[[ Text section, beginning ]]

Objective: Transplant-associated arteriosclerosis manifests as progressive vascular neointimal expansion throughout the arterial system of allografted solid organs, and eventually compromises graft perfusion and function. Allografts placed in colony stimulating factor (CSF)-1-deficient osteopetrotic (Csf1(op)/Csf1(op)) mice develop very little neointima, a finding attributed to impaired recipient macrophage function. We examined how CSF-1 affects neointima-derived vascular smooth muscle cells, tested the significance of CSF-1 expressed in donor tissue, and evaluated the contribution of secreted versus cell surface CSF-1 isoforms in transplant-associated arteriosclerosis.

[[ Text section, end ]]

### What the task asks
In the transplant arteriosclerosis passage, reproduce verbatim the stretch from "Objective: Transplant-associated arteriosclerosis" through "in transplant-associated arteriosclerosis.". Work only from the transplant arteriosclerosis text above.

[[ Data extract, beginning ]]

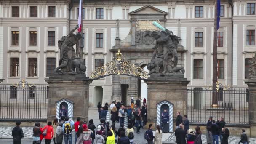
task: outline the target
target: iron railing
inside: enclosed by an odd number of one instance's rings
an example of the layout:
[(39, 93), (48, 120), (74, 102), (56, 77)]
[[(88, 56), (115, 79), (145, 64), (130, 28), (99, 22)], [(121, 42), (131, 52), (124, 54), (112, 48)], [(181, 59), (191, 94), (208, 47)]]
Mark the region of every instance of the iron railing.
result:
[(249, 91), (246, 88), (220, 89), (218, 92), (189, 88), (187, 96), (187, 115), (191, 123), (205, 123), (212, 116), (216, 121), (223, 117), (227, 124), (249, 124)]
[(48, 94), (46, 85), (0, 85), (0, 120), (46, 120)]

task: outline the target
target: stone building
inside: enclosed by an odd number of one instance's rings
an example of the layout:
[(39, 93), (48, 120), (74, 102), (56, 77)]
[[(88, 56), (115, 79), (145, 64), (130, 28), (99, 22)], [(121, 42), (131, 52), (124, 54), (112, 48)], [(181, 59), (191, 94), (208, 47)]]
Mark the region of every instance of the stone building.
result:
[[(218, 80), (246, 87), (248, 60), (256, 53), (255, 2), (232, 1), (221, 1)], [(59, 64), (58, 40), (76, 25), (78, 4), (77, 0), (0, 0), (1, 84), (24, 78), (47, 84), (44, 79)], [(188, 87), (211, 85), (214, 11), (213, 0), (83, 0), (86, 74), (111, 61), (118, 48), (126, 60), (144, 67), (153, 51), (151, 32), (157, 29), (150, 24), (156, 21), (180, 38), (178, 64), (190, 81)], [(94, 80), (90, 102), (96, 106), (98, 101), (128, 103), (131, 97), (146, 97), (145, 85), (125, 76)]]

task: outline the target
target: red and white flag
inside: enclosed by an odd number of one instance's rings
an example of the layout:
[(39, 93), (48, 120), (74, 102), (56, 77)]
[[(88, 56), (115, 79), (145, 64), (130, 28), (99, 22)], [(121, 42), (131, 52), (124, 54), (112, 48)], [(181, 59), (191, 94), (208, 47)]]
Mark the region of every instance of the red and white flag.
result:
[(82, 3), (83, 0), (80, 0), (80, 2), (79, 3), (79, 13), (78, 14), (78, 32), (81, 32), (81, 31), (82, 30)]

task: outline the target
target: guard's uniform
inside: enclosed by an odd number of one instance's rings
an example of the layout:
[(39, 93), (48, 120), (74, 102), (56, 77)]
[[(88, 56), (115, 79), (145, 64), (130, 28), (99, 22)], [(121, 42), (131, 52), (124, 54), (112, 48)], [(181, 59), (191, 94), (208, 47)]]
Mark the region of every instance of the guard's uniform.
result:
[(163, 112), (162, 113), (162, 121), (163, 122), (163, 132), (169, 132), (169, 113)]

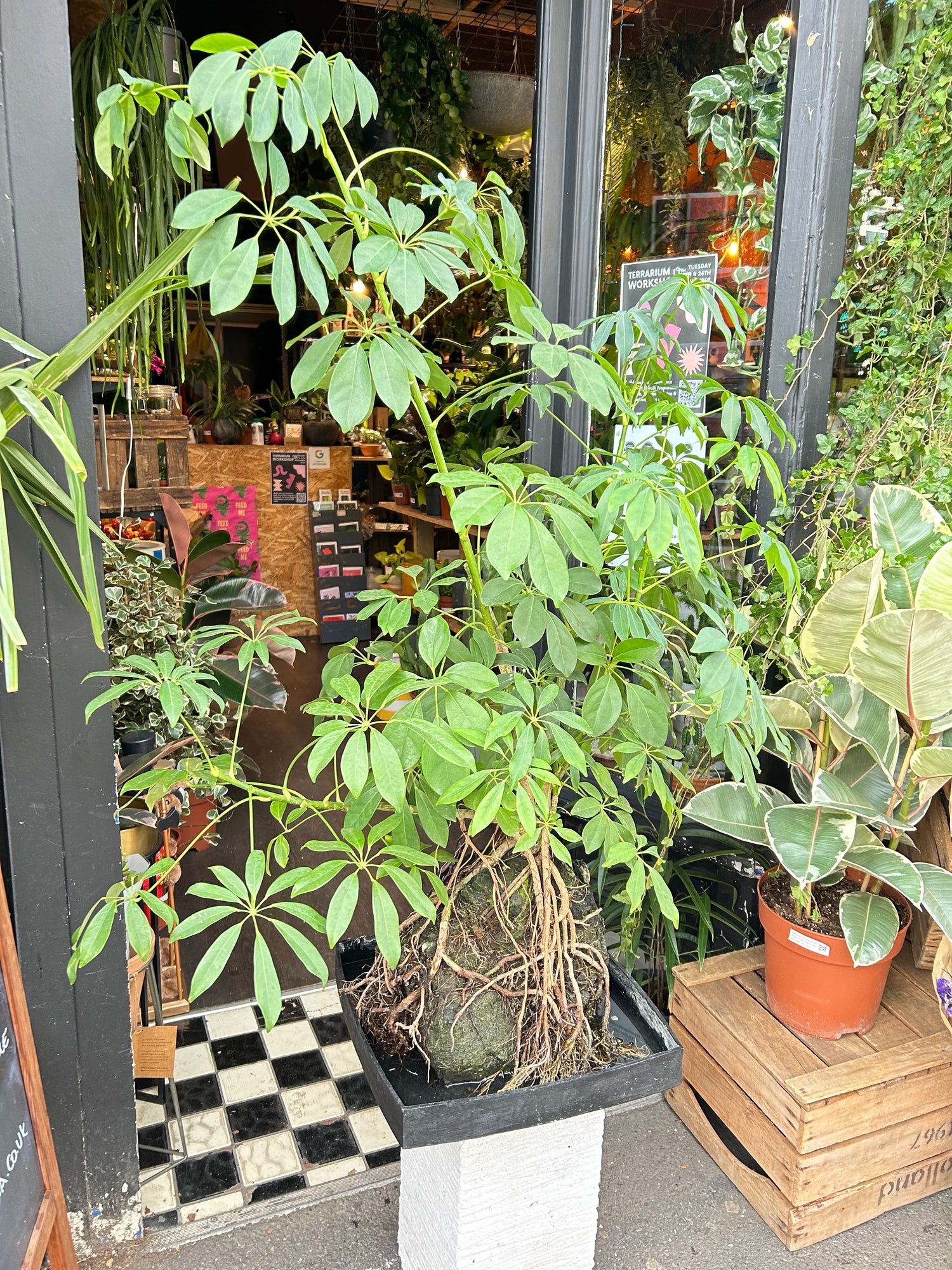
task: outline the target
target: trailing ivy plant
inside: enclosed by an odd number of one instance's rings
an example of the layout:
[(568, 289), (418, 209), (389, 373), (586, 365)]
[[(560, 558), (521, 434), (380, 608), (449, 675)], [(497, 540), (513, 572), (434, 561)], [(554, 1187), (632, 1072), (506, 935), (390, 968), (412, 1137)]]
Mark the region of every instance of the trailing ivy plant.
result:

[[ Data extract, end ]]

### Task output
Objective: Transplant-associated arteriosclerosis manifests as progressive vascular neointimal expansion throughout the arterial system of allografted solid organs, and eventually compromises graft perfusion and function. Allografts placed in colony stimulating factor (CSF)-1-deficient osteopetrotic (Csf1(op)/Csf1(op)) mice develop very little neointima, a finding attributed to impaired recipient macrophage function. We examined how CSF-1 affects neointima-derived vascular smooth muscle cells, tested the significance of CSF-1 expressed in donor tissue, and evaluated the contribution of secreted versus cell surface CSF-1 isoforms in transplant-associated arteriosclerosis.